WHAT TO WORK ON:
Reproduce word for word the items below, from the line holding "Would you kindly put a point on the pile" through the final line of the items, both ends included.

DATA SHOWN:
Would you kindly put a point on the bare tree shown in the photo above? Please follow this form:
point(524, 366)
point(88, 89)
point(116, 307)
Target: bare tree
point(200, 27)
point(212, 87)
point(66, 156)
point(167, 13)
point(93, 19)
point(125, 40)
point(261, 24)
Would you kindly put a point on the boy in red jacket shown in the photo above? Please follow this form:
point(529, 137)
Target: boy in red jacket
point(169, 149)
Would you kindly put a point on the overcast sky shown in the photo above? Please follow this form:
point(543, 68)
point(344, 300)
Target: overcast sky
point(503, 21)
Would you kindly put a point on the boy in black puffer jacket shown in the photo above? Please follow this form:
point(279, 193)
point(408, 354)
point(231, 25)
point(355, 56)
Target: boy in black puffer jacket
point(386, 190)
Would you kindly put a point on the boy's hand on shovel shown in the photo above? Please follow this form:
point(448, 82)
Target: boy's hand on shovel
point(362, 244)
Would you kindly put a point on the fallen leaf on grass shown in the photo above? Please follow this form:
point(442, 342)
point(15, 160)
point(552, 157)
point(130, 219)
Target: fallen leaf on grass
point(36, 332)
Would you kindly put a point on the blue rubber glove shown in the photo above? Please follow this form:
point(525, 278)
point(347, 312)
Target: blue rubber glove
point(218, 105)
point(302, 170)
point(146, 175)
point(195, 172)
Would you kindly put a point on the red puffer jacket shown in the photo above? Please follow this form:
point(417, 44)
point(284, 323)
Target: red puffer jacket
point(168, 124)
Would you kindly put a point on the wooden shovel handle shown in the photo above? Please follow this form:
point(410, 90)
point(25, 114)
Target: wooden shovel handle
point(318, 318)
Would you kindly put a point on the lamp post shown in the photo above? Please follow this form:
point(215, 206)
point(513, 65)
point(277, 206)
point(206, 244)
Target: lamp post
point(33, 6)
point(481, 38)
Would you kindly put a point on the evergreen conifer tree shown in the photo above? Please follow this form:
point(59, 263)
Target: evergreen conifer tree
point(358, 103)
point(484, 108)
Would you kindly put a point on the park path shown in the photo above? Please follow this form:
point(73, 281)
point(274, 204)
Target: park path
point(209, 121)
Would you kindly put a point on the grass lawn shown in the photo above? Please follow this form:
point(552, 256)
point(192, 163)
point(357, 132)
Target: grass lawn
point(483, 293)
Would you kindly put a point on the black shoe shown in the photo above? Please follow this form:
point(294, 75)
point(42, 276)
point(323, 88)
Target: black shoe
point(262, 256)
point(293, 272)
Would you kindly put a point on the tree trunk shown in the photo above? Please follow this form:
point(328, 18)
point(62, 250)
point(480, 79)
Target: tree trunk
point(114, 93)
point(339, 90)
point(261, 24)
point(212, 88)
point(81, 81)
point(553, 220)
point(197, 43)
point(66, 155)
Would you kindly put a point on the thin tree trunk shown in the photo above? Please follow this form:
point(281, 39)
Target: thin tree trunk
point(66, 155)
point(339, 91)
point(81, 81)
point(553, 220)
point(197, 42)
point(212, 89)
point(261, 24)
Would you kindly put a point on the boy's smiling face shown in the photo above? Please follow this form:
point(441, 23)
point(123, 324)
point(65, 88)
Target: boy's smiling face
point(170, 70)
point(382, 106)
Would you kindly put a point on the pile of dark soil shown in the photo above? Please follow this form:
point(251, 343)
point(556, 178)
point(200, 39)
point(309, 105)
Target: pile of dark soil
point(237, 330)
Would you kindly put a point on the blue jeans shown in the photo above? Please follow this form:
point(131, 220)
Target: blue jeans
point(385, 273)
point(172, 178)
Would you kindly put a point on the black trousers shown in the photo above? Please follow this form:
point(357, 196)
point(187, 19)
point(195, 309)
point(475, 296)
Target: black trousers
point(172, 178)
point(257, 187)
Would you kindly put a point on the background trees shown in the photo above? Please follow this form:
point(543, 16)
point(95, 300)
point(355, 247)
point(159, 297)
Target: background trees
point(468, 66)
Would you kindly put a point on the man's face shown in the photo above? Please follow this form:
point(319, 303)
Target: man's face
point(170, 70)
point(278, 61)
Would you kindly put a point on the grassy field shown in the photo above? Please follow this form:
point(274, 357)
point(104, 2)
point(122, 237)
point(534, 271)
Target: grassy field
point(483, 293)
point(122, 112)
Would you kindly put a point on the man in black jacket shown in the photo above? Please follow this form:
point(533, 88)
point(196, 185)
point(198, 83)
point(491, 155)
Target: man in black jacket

CORRECT RESPONSE:
Would you kindly put a point on the pile of dark soil shown in the photo above? Please follow this form:
point(251, 343)
point(556, 178)
point(200, 39)
point(309, 105)
Target: pile of dark soil
point(237, 330)
Would you kindly put a point on the blue jeans shown in the photo above? Please follow this form:
point(131, 220)
Target: blue jeans
point(385, 273)
point(172, 178)
Would you kindly put a point on the black trousers shown in the photo above? Please follow this form:
point(357, 196)
point(187, 19)
point(195, 309)
point(475, 296)
Target: black trousers
point(172, 178)
point(257, 187)
Would you kindly put a point on the background trees shown in the photo above? Please follow this form:
point(543, 16)
point(95, 300)
point(355, 247)
point(159, 297)
Target: background trees
point(468, 66)
Would you kindly put a point on the man's face shown in the photo above? Please follow this form:
point(319, 303)
Target: man's face
point(170, 70)
point(278, 61)
Would you kindly put a point on the grassy field shown in the photo above? Please follow this form:
point(274, 357)
point(104, 2)
point(122, 237)
point(534, 271)
Target: grassy field
point(483, 293)
point(122, 112)
Would you kindly put a point on the man in black jacket shown in the photo above? Please follow this form:
point(533, 88)
point(196, 185)
point(198, 83)
point(491, 155)
Target: man in black jacket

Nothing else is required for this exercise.